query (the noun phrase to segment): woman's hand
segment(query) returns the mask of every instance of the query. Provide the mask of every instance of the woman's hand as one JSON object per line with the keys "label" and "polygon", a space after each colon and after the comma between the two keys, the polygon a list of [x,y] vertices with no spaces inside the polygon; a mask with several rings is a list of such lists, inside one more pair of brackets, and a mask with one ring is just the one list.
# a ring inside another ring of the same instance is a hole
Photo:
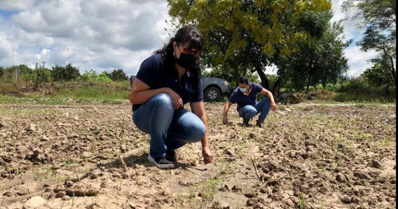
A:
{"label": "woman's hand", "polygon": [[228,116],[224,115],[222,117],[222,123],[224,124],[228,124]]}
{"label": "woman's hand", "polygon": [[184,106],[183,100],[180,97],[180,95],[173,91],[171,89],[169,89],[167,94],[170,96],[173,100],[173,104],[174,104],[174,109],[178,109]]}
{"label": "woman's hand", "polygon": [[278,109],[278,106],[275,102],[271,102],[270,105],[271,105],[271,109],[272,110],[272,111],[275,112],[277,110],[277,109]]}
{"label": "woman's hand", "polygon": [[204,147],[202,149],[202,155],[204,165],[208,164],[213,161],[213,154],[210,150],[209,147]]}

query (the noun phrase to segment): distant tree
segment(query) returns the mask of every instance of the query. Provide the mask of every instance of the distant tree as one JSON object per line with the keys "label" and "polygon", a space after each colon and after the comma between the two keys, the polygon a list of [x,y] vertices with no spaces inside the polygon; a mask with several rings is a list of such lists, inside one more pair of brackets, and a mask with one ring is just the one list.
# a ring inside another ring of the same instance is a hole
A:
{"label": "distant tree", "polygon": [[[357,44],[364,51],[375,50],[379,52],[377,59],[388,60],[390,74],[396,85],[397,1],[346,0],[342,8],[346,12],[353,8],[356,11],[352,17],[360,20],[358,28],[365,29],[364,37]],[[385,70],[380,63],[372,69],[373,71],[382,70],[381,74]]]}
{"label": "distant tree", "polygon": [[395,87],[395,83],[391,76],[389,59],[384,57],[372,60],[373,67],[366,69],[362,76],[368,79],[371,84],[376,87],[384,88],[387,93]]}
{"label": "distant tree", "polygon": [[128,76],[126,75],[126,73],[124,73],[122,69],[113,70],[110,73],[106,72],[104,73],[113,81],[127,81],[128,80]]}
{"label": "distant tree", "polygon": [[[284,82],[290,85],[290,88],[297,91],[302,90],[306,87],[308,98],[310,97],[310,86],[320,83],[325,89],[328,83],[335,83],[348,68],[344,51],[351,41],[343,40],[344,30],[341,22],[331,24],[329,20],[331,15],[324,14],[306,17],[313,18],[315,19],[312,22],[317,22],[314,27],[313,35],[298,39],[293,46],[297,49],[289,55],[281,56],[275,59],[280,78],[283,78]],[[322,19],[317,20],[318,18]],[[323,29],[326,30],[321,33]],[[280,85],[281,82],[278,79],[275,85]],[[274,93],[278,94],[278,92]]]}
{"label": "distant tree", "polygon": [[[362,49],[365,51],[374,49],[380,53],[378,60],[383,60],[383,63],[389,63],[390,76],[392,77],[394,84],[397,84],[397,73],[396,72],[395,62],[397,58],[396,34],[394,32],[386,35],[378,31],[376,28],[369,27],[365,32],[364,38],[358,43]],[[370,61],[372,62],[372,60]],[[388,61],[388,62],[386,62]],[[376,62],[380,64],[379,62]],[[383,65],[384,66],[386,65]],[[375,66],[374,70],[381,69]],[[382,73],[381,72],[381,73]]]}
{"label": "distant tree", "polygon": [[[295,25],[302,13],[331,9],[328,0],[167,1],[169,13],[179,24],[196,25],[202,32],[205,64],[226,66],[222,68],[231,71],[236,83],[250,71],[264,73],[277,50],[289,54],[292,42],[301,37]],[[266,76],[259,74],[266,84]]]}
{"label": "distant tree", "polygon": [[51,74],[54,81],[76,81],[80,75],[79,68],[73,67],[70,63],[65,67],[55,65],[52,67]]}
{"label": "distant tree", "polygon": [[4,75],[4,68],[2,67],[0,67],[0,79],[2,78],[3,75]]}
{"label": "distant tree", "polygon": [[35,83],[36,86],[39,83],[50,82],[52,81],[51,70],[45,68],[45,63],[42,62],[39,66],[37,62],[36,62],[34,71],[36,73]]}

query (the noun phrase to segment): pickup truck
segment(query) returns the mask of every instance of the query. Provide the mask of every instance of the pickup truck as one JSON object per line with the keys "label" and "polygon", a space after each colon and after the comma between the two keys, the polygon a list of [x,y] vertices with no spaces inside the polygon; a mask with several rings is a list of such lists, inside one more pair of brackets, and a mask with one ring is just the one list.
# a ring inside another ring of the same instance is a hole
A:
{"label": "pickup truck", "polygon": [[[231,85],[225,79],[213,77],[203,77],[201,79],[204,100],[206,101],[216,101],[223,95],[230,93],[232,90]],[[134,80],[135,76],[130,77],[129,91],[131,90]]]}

::::

▶ [What is needed] Reproduce the entire listing above word for word, leaving out the picture.

▶ [Task output]
query (the noun phrase to segment): woman's hand
segment(query) returns the mask of every instance of the query. Provide the mask of every instance of the woman's hand as one JSON object per line with the keys "label" and "polygon", a space after each colon and after the comma between the two keys, the polygon a list of [x,y] vertices with no spaces inside the polygon; a mask with several rings is a list of such lists, inside one more pair of brackets, and a mask with one ring is just the one list.
# a ring inside another ring of the same instance is a hole
Photo:
A:
{"label": "woman's hand", "polygon": [[228,116],[224,115],[222,117],[222,123],[224,124],[228,124]]}
{"label": "woman's hand", "polygon": [[184,106],[183,100],[180,97],[180,95],[173,91],[171,89],[169,89],[167,94],[170,96],[173,100],[173,104],[174,104],[174,109],[178,109]]}
{"label": "woman's hand", "polygon": [[278,109],[278,106],[275,102],[271,102],[270,105],[271,105],[271,109],[272,110],[272,111],[275,112],[277,110],[277,109]]}
{"label": "woman's hand", "polygon": [[204,147],[202,149],[202,155],[204,165],[208,164],[213,161],[213,154],[210,150],[209,147]]}

query (the noun phrase to segment): distant tree
segment(query) returns the mask of every instance of the query. Provide the mask of every instance of the distant tree as one JSON object per line with the keys "label" and "polygon", a space after each colon and after the comma between the two keys, the polygon a list of [x,y] vertices with no spaces inside the polygon; a mask with several rings is a list of such lists, inside one more pair of brackets, and a mask with one ring is just the one list.
# a ring inside another ring of the same instance is a hole
A:
{"label": "distant tree", "polygon": [[[357,44],[364,51],[375,50],[379,52],[377,59],[388,60],[390,74],[396,85],[397,1],[346,0],[342,8],[346,12],[353,8],[356,11],[352,17],[360,20],[358,28],[365,29],[364,37]],[[385,70],[380,63],[372,69],[373,71],[382,70],[381,74]]]}
{"label": "distant tree", "polygon": [[395,87],[395,83],[391,76],[389,59],[384,57],[372,60],[373,67],[366,69],[362,76],[368,79],[371,84],[376,87],[384,88],[387,93]]}
{"label": "distant tree", "polygon": [[128,76],[126,75],[126,73],[124,73],[122,69],[113,70],[110,73],[106,72],[104,73],[113,81],[127,81],[128,80]]}
{"label": "distant tree", "polygon": [[[284,82],[290,85],[290,88],[297,91],[302,90],[306,87],[308,98],[310,97],[310,86],[320,83],[325,89],[328,83],[335,83],[348,68],[344,51],[351,41],[343,40],[344,30],[341,22],[331,24],[329,20],[331,15],[324,14],[306,17],[313,18],[315,19],[312,22],[317,22],[314,27],[313,35],[298,39],[293,46],[297,49],[289,55],[281,56],[275,59],[280,78],[283,78]],[[322,19],[317,20],[318,18]],[[323,29],[326,30],[321,33]],[[280,85],[281,82],[278,79],[275,85]],[[274,93],[278,94],[278,92]]]}
{"label": "distant tree", "polygon": [[[362,49],[365,51],[374,49],[380,53],[378,60],[383,60],[383,63],[389,63],[390,76],[392,77],[394,84],[397,84],[397,73],[396,72],[395,62],[397,58],[396,34],[394,32],[386,35],[378,31],[376,28],[369,27],[365,32],[364,38],[358,43]],[[370,61],[372,62],[372,60]],[[388,61],[388,62],[386,62]],[[376,62],[380,64],[379,62]],[[383,65],[384,66],[386,65]],[[375,66],[374,70],[381,69]],[[382,73],[381,72],[381,73]]]}
{"label": "distant tree", "polygon": [[[295,25],[302,13],[331,9],[328,0],[167,1],[169,13],[179,24],[196,25],[202,32],[205,64],[226,66],[222,68],[231,71],[236,83],[250,71],[264,73],[277,50],[289,54],[292,42],[301,37]],[[266,76],[259,74],[266,84]]]}
{"label": "distant tree", "polygon": [[51,74],[54,81],[76,81],[80,75],[79,68],[73,67],[70,63],[65,67],[55,65],[52,67]]}
{"label": "distant tree", "polygon": [[4,75],[4,68],[2,67],[0,67],[0,79],[2,78],[3,75]]}
{"label": "distant tree", "polygon": [[35,83],[36,86],[39,83],[50,82],[52,81],[51,70],[45,68],[45,63],[42,62],[39,66],[37,62],[36,62],[34,71],[36,73]]}

query (the noun phrase to segment): pickup truck
segment(query) returns the mask of every instance of the query. Provide the mask of every instance of the pickup truck as one JSON object per line with the keys "label" and "polygon", a space after each colon and after the comma between the two keys, the polygon a list of [x,y] vertices with no spaces inside the polygon; a mask with several rings is a list of such lists, inside one more pair of brackets, and a mask with one ring is just the one list.
# a ring inside another ring of the same instance is a hole
A:
{"label": "pickup truck", "polygon": [[[231,85],[225,79],[213,77],[203,77],[201,79],[204,100],[206,101],[216,101],[223,95],[230,93],[232,90]],[[134,80],[135,76],[130,77],[129,91],[131,90]]]}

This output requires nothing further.